##### TEXT BLOCK #####

We, along with everyone who educates about bears and coexistence, repeat over and over that “Garbage Kills Bears.”  Our cautionary tales concern two of ABR’s yearling bears who would have died from the ingestion of garbage/trash before they were rescued and brought to ABR.  You may remember the story of Milo Bear (#236) who was admitted in late December, 2015.  He became lethargic and was not eating, so he returned to the UT College of Veterinary Medicine, where his tummy was shaved for an ultrasound and a day later his stomach was pumped.  It was learned that Milo had eaten trash that was causing a blockage and preventing him from eating and eliminating properly.

Here is a photo of Milo now, relaxing in a tree in Wild Enclosure #3.  He is doing well and eating all the food he wants and needs to make him a healthy yearling.  If not for the intervention, however, Milo would not have survived.


Milo is doing well. His shaved tummy is growing fur again.

Cornelius Bear (#245) arrived at ABR a week ago and has been in an Acclimation Pen while he took his worm medicine.  There weren’t any danger signs as with Milo, and Cornelius seemed to be eating normally.  But suddenly overnight, he produced a very large quantity of scat.  And when the curator cleaned out the pen, he discovered that a balloon had been eliminated along with the scat!  It was clear that the balloon had been causing some blockage, and acting as a plug.  When the balloon was expelled, a great deal of scat came with it.  We are sure that Cornelius feels much better and will be able to eat, eliminate, and go about the business of being a yearling bear.

We don’t generally post photos of bears’ scat, but the curator took this one just before he cleaned out the pen, and we can see how backed up this little bear had been.


Cornelius Bear produced an unusually large amount of scat overnight.

We titled this post as cautionary tales, for good reason.  These two stories point out how very dangerous our trash is when ingested by bears and other wildlife.

##### RECORDED DATA #####

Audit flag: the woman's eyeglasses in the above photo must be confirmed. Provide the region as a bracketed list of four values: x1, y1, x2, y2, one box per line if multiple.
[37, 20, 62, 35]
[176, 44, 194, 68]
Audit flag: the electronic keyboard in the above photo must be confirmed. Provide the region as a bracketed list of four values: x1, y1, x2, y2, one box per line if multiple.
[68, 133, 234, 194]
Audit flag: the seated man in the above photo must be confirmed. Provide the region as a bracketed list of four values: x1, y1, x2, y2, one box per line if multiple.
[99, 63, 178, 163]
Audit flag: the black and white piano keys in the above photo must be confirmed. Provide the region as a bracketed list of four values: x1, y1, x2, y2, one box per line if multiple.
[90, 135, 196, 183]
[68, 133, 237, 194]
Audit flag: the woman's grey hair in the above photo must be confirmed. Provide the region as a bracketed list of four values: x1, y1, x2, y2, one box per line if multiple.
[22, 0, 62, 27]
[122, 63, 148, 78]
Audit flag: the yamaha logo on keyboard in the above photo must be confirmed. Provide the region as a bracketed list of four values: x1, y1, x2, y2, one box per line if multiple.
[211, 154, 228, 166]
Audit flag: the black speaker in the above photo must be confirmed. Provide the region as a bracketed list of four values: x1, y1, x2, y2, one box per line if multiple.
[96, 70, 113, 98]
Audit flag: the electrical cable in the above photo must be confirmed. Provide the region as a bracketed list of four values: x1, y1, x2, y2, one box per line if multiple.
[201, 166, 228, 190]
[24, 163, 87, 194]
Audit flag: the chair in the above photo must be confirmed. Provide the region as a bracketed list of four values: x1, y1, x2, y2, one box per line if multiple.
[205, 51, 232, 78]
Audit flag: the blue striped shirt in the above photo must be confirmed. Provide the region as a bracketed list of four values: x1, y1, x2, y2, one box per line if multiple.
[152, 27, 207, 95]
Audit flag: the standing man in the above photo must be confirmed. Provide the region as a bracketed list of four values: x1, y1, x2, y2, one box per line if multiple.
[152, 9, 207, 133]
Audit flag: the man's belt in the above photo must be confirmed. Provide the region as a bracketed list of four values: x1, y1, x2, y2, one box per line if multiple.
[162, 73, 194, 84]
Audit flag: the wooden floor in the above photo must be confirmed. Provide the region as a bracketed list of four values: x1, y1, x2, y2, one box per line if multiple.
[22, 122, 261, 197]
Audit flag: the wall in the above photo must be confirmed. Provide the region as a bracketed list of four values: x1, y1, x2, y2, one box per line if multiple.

#####

**TASK REQUIREMENTS**
Update the part of the bear rescue post that opens with "Cornelius Bear (#245)" and closes with "a yearling bear.", putting "plastic bag" wherever "balloon" appears.

**REPLY**
Cornelius Bear (#245) arrived at ABR a week ago and has been in an Acclimation Pen while he took his worm medicine.  There weren’t any danger signs as with Milo, and Cornelius seemed to be eating normally.  But suddenly overnight, he produced a very large quantity of scat.  And when the curator cleaned out the pen, he discovered that a plastic bag had been eliminated along with the scat!  It was clear that the plastic bag had been causing some blockage, and acting as a plug.  When the plastic bag was expelled, a great deal of scat came with it.  We are sure that Cornelius feels much better and will be able to eat, eliminate, and go about the business of being a yearling bear.